> _TASK ITEM_: Rewrite the records, starting at the beginning and ending at the line that holds "positive clicks: (54, 15) (93, 111)", with "rough mask" changed to "coarse mask" everywhere and nothing else altered. Leave out the pictures.

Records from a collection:
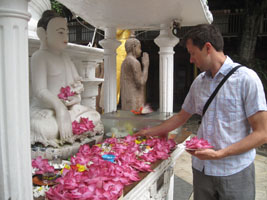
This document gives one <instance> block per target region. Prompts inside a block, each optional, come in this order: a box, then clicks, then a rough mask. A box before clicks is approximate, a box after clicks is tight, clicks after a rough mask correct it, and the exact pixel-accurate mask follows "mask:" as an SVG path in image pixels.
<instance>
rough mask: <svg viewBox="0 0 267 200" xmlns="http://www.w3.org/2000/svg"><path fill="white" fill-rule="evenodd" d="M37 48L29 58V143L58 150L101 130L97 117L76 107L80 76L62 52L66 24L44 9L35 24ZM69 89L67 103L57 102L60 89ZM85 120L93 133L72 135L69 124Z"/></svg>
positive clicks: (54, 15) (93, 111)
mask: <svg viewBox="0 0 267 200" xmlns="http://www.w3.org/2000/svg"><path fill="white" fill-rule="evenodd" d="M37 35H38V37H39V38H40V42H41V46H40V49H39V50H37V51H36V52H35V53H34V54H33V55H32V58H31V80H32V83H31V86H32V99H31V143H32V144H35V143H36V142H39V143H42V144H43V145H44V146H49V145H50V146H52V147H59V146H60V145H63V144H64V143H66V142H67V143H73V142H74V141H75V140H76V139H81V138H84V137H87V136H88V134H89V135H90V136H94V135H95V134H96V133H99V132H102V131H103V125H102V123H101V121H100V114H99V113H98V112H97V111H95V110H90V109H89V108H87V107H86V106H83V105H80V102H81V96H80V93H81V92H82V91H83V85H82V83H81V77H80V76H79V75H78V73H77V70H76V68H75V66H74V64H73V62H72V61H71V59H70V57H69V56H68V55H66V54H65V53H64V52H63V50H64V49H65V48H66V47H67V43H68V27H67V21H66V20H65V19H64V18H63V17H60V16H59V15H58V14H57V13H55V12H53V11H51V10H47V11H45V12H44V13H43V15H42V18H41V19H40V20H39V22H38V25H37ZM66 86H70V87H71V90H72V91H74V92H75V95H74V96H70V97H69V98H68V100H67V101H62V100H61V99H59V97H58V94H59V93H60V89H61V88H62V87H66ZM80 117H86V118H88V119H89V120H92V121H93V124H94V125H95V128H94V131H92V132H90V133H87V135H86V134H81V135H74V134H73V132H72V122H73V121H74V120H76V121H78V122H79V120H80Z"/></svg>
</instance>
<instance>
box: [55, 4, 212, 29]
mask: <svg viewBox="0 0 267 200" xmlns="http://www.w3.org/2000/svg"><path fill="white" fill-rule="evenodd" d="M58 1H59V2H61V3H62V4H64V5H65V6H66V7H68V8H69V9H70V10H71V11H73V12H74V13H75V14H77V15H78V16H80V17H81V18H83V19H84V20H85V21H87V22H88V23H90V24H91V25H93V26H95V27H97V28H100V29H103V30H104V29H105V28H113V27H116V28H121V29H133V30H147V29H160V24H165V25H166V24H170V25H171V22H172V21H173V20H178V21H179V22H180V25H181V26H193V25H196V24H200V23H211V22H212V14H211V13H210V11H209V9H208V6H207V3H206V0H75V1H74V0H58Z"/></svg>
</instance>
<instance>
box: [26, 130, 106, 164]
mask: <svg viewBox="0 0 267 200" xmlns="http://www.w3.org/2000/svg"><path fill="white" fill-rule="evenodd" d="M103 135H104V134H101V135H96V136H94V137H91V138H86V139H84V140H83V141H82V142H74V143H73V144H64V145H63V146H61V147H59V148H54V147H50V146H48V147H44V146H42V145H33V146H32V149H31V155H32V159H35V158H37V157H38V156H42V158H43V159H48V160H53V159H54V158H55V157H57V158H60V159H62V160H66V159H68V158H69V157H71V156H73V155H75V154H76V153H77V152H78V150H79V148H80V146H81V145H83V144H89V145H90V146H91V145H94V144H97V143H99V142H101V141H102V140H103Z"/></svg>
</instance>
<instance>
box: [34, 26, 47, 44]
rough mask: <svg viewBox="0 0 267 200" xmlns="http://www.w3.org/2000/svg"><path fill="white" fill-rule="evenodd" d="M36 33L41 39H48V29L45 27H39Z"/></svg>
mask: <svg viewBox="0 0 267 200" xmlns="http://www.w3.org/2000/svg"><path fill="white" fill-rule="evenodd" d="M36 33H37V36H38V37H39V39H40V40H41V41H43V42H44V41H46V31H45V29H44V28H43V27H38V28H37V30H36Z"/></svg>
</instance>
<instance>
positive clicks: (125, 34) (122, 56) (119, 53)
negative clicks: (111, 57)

> _SOLVED EXERCISE_:
This document gives one <instance> block per target region. Prompts inside a block, each optional, come in this order: a box, then clicks, then a coarse mask. A box before clicks is approximate, a box after clicks is tight, clicks after a coarse mask correct it, and the exact pixel-accurate mask follows "mask:" as an SVG path in image pixels.
<instance>
coarse mask: <svg viewBox="0 0 267 200" xmlns="http://www.w3.org/2000/svg"><path fill="white" fill-rule="evenodd" d="M37 48L29 58V143L58 150L101 130L97 117L76 107L80 76L62 52L66 24L44 9L35 24ZM69 89L67 103L57 102L60 89ZM85 120L93 133L72 135L69 124Z"/></svg>
positive clicks: (54, 15) (93, 111)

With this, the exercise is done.